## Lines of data
▬▬▬▬▬▬

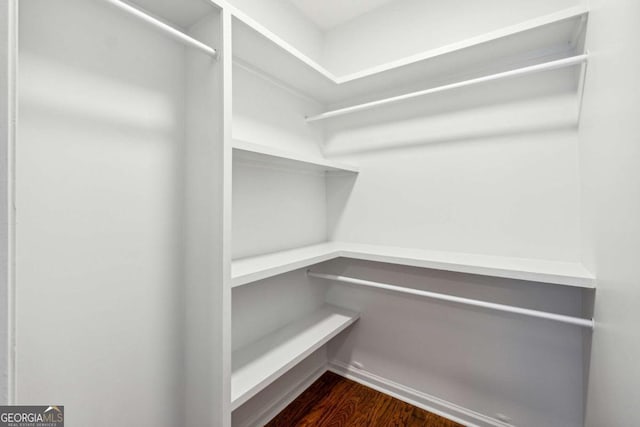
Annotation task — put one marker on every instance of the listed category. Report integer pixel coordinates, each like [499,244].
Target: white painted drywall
[286,21]
[275,208]
[610,149]
[405,27]
[499,178]
[206,239]
[100,301]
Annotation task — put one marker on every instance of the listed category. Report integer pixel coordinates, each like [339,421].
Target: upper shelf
[248,270]
[250,152]
[552,36]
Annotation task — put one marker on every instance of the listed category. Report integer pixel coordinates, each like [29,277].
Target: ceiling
[331,13]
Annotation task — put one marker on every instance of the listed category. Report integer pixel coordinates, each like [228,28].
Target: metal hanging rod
[546,66]
[176,34]
[587,323]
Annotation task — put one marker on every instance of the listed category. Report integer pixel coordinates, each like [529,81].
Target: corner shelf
[255,153]
[552,36]
[259,364]
[248,270]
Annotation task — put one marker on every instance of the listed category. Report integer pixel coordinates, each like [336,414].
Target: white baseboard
[422,400]
[414,397]
[274,408]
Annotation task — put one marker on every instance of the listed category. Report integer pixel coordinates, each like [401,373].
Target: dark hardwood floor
[336,401]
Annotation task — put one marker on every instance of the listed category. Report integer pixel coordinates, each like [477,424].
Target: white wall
[99,233]
[493,170]
[610,149]
[527,369]
[6,75]
[206,238]
[274,208]
[405,27]
[286,21]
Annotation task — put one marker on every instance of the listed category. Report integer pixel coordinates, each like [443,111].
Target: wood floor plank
[334,401]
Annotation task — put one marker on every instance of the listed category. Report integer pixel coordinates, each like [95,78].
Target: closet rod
[179,35]
[587,323]
[545,66]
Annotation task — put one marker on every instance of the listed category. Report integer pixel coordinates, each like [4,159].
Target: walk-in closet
[223,213]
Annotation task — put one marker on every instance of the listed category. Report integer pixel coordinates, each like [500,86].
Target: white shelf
[259,364]
[535,270]
[550,37]
[255,153]
[555,272]
[247,270]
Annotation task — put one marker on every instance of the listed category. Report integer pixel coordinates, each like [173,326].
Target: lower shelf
[259,364]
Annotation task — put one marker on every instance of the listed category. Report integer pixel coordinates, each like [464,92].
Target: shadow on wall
[506,108]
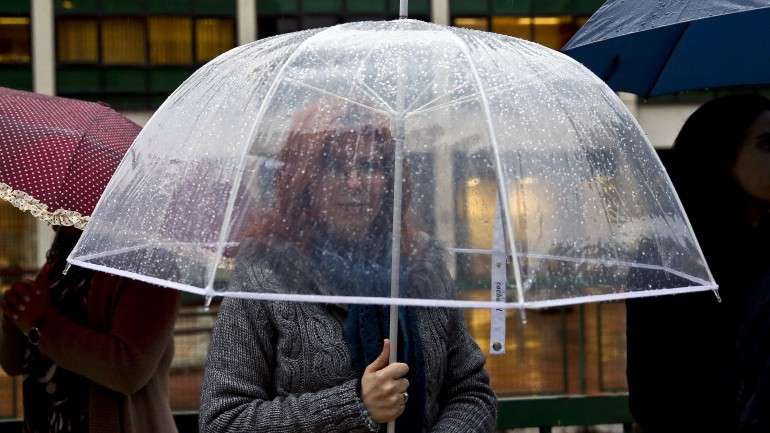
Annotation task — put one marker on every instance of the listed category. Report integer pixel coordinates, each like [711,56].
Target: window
[170,40]
[76,40]
[518,27]
[123,41]
[472,23]
[14,40]
[213,36]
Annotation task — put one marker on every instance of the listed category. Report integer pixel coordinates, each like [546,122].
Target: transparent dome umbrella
[342,164]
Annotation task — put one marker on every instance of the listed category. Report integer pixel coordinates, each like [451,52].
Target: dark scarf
[366,326]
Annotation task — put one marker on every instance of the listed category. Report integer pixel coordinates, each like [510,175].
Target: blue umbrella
[656,47]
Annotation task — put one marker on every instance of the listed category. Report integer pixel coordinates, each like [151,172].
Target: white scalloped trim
[27,203]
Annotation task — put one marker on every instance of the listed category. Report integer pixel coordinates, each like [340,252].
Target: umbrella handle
[393,335]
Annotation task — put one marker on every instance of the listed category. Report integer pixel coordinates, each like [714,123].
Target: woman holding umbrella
[298,367]
[91,360]
[689,355]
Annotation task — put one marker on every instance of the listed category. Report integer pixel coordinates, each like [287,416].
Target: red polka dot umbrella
[57,154]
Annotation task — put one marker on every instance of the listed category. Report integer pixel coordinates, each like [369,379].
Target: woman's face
[351,188]
[751,167]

▬▬▬▬▬▬

## TASK GOAL
Rewrite every entry above, changing "integer pixel coordinates" to "whole-number pixel coordinates" and keeping everything else the same. Omit the pictures from your answer.

## TASK SOLUTION
Annotation task — put one marker on every instance of the listed category. Report whole-number pixel coordinates, each like [499,244].
Target: white painted drywall
[286,21]
[275,208]
[610,149]
[405,27]
[499,178]
[206,239]
[100,301]
Annotation task — put one marker on every instance of the listed category. Report whole-number pixel coordinates, each like [339,421].
Target: upper shelf
[248,270]
[250,152]
[552,36]
Annotation task — put one marker on every instance of the listed category. Report whole-number pixel coordinates, each like [29,277].
Target: ceiling
[331,13]
Annotation task — put one marker on every instance of the listed category. Report whole-number pixel coordinates, each like [228,28].
Target: metal hanging rod
[546,66]
[176,34]
[587,323]
Annotation task — put one marker on every instance of the listed category. Report whole-number pixel coordinates, each like [529,81].
Target: corner shelf
[255,153]
[552,36]
[259,364]
[248,270]
Annotation task — put one marker on every instance of the listed category. Report whole-number pixel coordinates, each like [336,414].
Target: white baseboard
[422,400]
[414,397]
[274,408]
Annotation task — put one marker on every instance of the listed category. Report whole-number pixel coordinates, each like [401,373].
Target: dark hardwood floor
[336,401]
Annotation task — put one marker on every instance of the listed category. Report whole-number pixel coordinates, each like [477,424].
Target: white wall
[99,233]
[493,170]
[610,149]
[527,369]
[6,75]
[206,238]
[274,208]
[405,27]
[286,21]
Annotation task — put one marker on every instance of the listed category. Report whole-number pixel coordinates, each like [443,111].
Target: wood floor plank
[334,401]
Annotation task — put one marker on every instance of the listed category. Report whole-number pixel coordinates, each like [95,78].
Target: closet rod
[179,35]
[587,323]
[545,66]
Annotation task — put one marker on every instance of the listed category. Report whole-number pixel coordinates, each like [4,159].
Target: walk-in closet
[223,213]
Annotation task — put one marker on every instance of the listed category. Report whole-number pixel coordinates, each like [500,86].
Target: white shelf
[259,364]
[535,270]
[550,37]
[255,153]
[555,272]
[247,270]
Annotation task — put one marker on every instance of the listed category. Report whole-number pixel coordinates, each like [173,326].
Target: lower shelf
[259,364]
Annotation task — put one marker on every instance of the listed category. Report whole-number pixel coordinates, each like [464,92].
Target: shadow on wall
[506,108]
Annotation task — put one marker on every instance of the listed category. Report whole-number pixel coordinates, each like [711,56].
Target: window
[170,40]
[76,40]
[518,27]
[123,41]
[472,23]
[14,40]
[213,36]
Annotation task — put one marker on every instance of the listed category. Report whole-number pixel coordinates, each like [546,122].
Target: transparent dome umbrella
[342,164]
Annotation task — put one marker on every instance of the listed category. Report whole-number pixel coordinates, each like [451,52].
Target: dark scarf
[366,326]
Annotation task — put one marker on every instance of the listed category. Report whole-number pixel coordinates, each like [510,175].
Target: blue umbrella
[656,47]
Annotation task — put one marker on every instance of the listed category. Report whole-number pixel coordinates, each like [151,172].
Target: white scalloped trim
[27,203]
Annotation task — put one marker on every instance of the listed category. Report whole-number pixel coordinates, each like [340,252].
Target: umbrella handle
[393,335]
Annotation task — put one marker on every instance of the listed category. Report whole-number pixel coordinates, each like [714,123].
Target: woman holding umbrella
[298,367]
[91,360]
[689,355]
Annotation task — put one marker on every instance of the listed category. Report whole-number pixel coordinates, each like [287,416].
Target: red polka dot umbrella
[57,154]
Annotation task — put one marker on every instance of the listed category. Report whole-number pixel coordinates, each like [369,379].
Target: woman's face
[351,188]
[751,167]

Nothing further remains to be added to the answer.